• 引用文本
++++++

我正在使用 STM32F469 探索板,并且正在尝试使用 CAN 功能。
我知道在这个板上 CAN1 不能与触摸屏同时使用。因此我需要使用 CAN2,但为了启用 CAN2,需要启用 CAN1。
我的配置/回调代码如下:
/* CAN1 Values */
#define CAN1_CLK_ENABLE() __HAL_RCC_CAN1_CLK_ENABLE()
#define CAN1_GPIO_CLK_ENABLE() __HAL_RCC_GPIOB_CLK_ENABLE()
#define CAN1_FORCE_RESET() __HAL_RCC_CAN1_FORCE_RESET()
#define CAN1_RELEASE_RESET() __HAL_RCC_CAN1_RELEASE_RESET()
#define CAN1_TX_PIN GPIO_PIN_9
#define CAN1_TX_GPIO_PORT GPIOB
#define CAN1_TX_AF GPIO_AF9_CAN1
#define CAN1_RX_PIN GPIO_PIN_8
#define CAN1_RX_GPIO_PORT GPIOB
#define CAN1_RX_AF GPIO_AF9_CAN1
#define CAN1_RX_IRQn CAN1_RX0_IRQn
#define CAN1_RX_IRQHandler CAN1_RX0_IRQHandler
/* CAN2 Values */
#define CAN2_CLK_ENABLE() __HAL_RCC_CAN2_CLK_ENABLE()
#define CAN2_GPIO_CLK_ENABLE() __HAL_RCC_GPIOB_CLK_ENABLE()

++++++

• 所示材料

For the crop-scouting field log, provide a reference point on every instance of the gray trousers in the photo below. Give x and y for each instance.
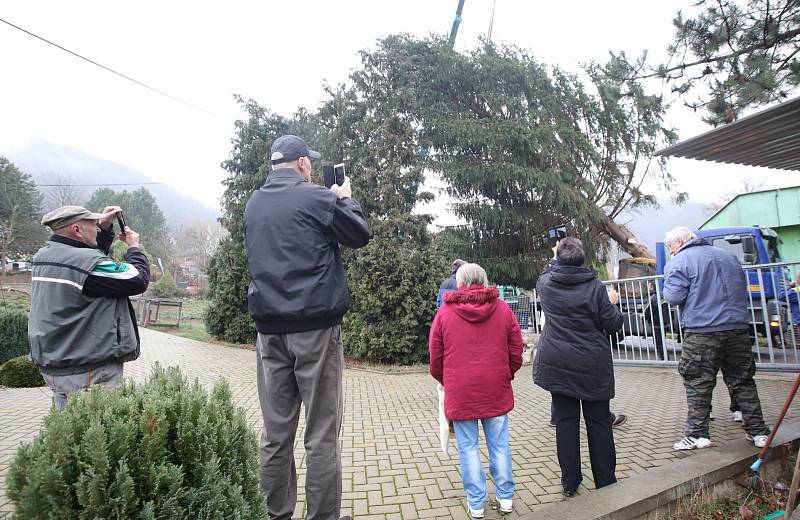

++++++

• 练习题目 A
依据引用文本,用一到三句话说明作者为什么改用 CAN2,又为什么仍然需要启用 CAN1。
• 练习题目 B
输出引用文本中从“#define CAN1_GPIO_CLK_ENABLE() __HAL_RCC_GPIOB_CLK_ENABLE()”到“#define CAN2_CLK_ENABLE() __HAL_RCC_CAN2_CLK_ENABLE()”的部分,一字不改。
上述材料与引用文本没有关联。

• 参考解答 A
在 STM32F469 探索板上,CAN1 不能与触摸屏同时使用,所以作者改用 CAN2。要启用 CAN2,必须先启用 CAN1,因此 CAN1 仍要启用。

• 参考解答 B
#define CAN1_GPIO_CLK_ENABLE() __HAL_RCC_GPIOB_CLK_ENABLE()
#define CAN1_FORCE_RESET() __HAL_RCC_CAN1_FORCE_RESET()
#define CAN1_RELEASE_RESET() __HAL_RCC_CAN1_RELEASE_RESET()
#define CAN1_TX_PIN GPIO_PIN_9
#define CAN1_TX_GPIO_PORT GPIOB
#define CAN1_TX_AF GPIO_AF9_CAN1
#define CAN1_RX_PIN GPIO_PIN_8
#define CAN1_RX_GPIO_PORT GPIOB
#define CAN1_RX_AF GPIO_AF9_CAN1
#define CAN1_RX_IRQn CAN1_RX0_IRQn
#define CAN1_RX_IRQHandler CAN1_RX0_IRQHandler
/* CAN2 Values */
#define CAN2_CLK_ENABLE() __HAL_RCC_CAN2_CLK_ENABLE()